### EXERCISE OBJECTIVE
Which rows below contain the word "distant"? Copy out each of those rows in full, matching the word's uppercase and lowercase letters exactly.

━━━━

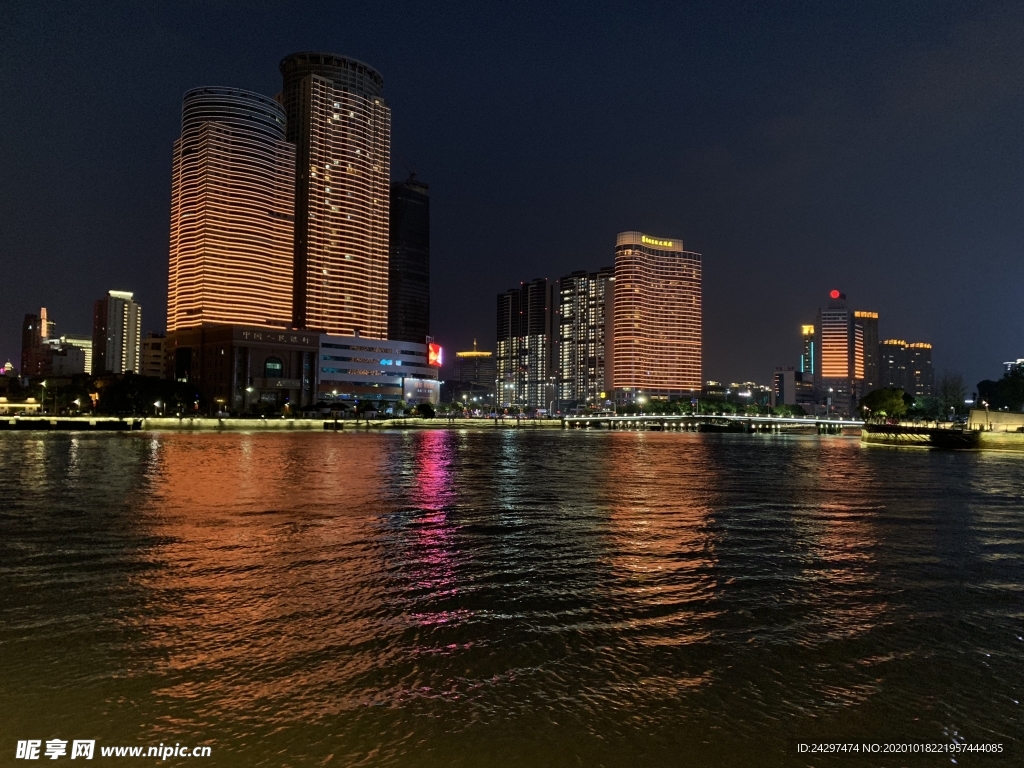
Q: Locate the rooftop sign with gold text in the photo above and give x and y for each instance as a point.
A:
(651, 242)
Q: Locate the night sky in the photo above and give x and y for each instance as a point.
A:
(876, 147)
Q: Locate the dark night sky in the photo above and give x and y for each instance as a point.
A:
(872, 146)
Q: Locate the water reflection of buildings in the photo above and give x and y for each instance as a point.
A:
(662, 543)
(254, 569)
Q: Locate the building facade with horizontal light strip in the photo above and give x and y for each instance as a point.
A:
(351, 369)
(231, 212)
(657, 317)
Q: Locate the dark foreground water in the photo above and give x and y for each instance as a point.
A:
(508, 598)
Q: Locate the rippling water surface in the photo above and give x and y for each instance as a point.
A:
(509, 598)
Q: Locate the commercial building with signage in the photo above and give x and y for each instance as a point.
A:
(474, 375)
(354, 368)
(907, 367)
(657, 316)
(848, 355)
(244, 369)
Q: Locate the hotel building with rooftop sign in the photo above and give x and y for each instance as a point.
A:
(656, 317)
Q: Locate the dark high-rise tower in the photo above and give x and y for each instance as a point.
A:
(585, 300)
(341, 129)
(35, 331)
(409, 262)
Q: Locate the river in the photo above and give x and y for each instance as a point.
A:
(509, 598)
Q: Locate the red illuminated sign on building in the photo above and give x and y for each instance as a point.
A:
(434, 354)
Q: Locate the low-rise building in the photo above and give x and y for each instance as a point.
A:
(243, 369)
(352, 369)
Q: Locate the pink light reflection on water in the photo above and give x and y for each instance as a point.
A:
(433, 494)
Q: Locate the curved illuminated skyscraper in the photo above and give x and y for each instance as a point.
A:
(341, 129)
(657, 316)
(231, 212)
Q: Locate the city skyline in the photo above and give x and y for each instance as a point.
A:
(885, 268)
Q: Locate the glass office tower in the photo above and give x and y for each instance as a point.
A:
(341, 128)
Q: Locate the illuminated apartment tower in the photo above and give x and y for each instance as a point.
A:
(231, 212)
(524, 336)
(117, 334)
(907, 367)
(920, 374)
(846, 370)
(584, 299)
(807, 353)
(656, 318)
(340, 126)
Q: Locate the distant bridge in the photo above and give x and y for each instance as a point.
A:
(712, 423)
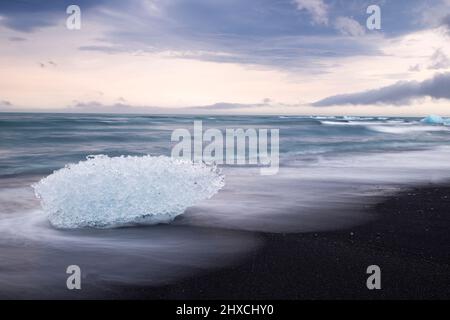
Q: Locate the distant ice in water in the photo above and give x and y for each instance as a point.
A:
(104, 192)
(433, 119)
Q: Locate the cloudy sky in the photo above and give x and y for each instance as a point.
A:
(226, 56)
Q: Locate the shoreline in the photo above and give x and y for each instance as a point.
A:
(406, 239)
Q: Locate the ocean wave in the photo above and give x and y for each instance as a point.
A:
(405, 129)
(107, 192)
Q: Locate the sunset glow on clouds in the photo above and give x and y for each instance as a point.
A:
(295, 57)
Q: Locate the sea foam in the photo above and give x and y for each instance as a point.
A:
(104, 192)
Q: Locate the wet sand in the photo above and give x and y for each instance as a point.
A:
(409, 239)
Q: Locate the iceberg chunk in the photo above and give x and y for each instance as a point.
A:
(104, 192)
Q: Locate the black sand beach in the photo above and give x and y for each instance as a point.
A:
(409, 240)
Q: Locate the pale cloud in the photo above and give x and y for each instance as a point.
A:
(316, 8)
(349, 27)
(439, 60)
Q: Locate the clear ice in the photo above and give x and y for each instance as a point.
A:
(104, 192)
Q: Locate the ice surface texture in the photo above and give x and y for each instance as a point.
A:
(104, 192)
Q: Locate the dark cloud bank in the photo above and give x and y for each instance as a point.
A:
(400, 93)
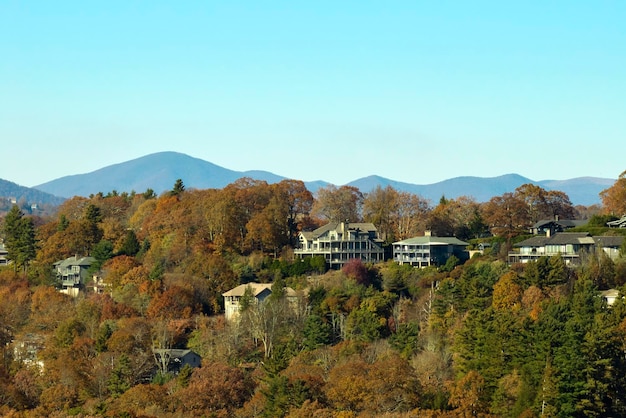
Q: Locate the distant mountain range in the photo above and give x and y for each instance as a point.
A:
(160, 171)
(10, 190)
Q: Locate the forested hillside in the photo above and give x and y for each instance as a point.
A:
(370, 340)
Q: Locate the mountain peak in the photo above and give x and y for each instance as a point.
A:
(159, 171)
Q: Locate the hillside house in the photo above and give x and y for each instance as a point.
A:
(258, 291)
(341, 242)
(569, 245)
(619, 223)
(172, 360)
(556, 225)
(72, 273)
(3, 255)
(429, 250)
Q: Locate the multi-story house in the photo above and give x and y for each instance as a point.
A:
(3, 255)
(259, 292)
(429, 250)
(72, 273)
(341, 242)
(571, 246)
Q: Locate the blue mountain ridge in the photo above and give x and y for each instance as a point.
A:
(159, 172)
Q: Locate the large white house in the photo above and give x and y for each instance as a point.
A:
(569, 245)
(258, 291)
(429, 250)
(340, 242)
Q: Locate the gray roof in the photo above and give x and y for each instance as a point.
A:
(570, 238)
(565, 223)
(619, 223)
(431, 240)
(174, 352)
(353, 226)
(538, 241)
(257, 289)
(609, 241)
(76, 261)
(564, 238)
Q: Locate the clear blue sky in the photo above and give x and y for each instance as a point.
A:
(415, 91)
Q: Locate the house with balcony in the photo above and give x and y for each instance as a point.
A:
(72, 273)
(4, 254)
(172, 360)
(429, 250)
(571, 246)
(341, 242)
(259, 293)
(618, 223)
(555, 225)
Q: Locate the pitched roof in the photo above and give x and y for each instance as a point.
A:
(76, 261)
(609, 241)
(619, 223)
(333, 226)
(174, 352)
(566, 223)
(257, 289)
(538, 241)
(431, 240)
(561, 238)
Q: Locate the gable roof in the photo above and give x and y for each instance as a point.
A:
(174, 353)
(606, 241)
(619, 223)
(333, 226)
(565, 223)
(564, 238)
(432, 240)
(257, 289)
(75, 261)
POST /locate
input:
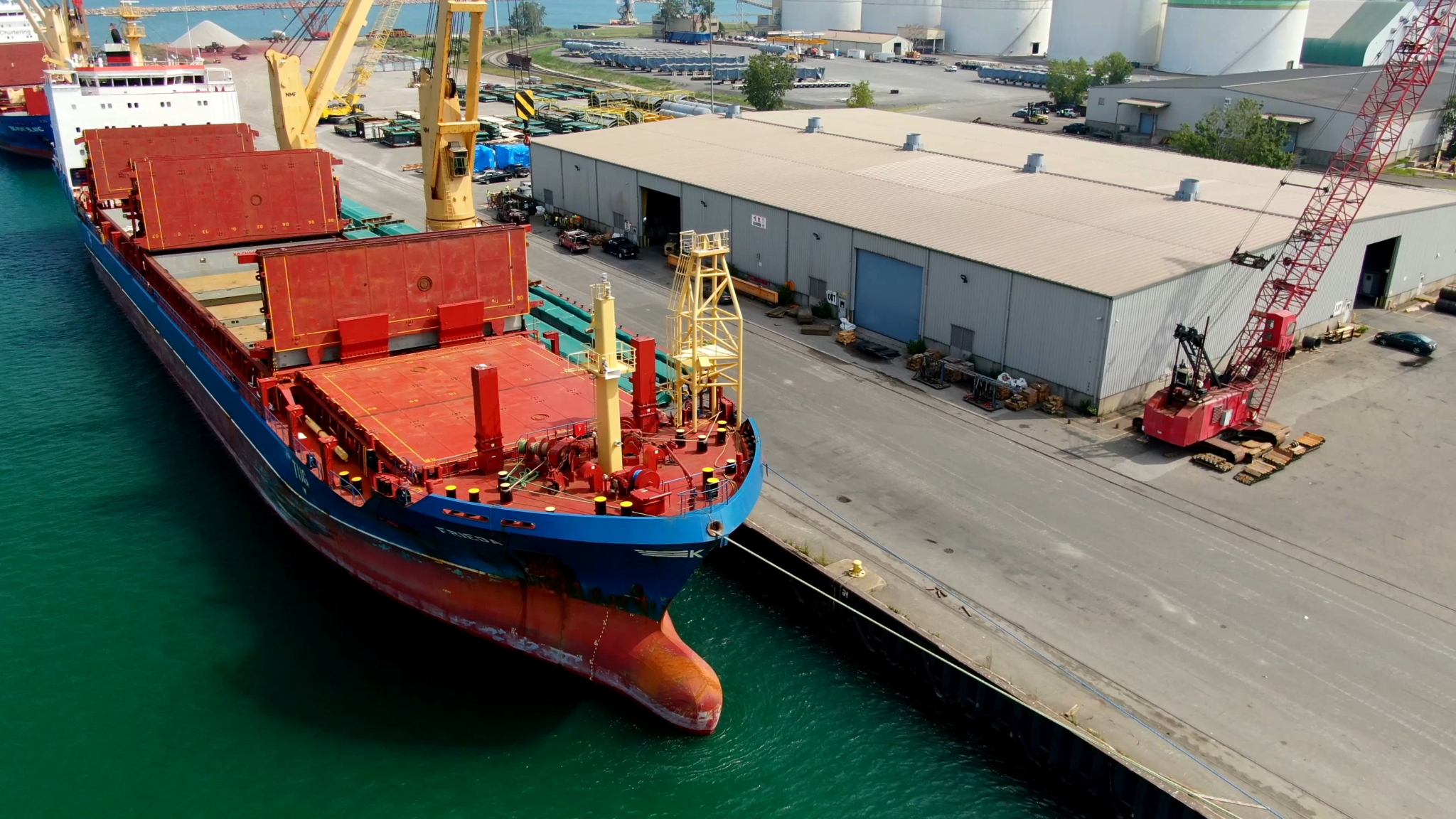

━━━━

### RESPONSE FOR THIS EXERCISE
Q: Locate the distant bridge in the photo above and give x and y for each instance as a point.
Q: Locate the distant ice in water in the photo above and give x and y for each instance as a point.
Q: Locate the distant mountain range in the photo above and give x and y for each instance as a point.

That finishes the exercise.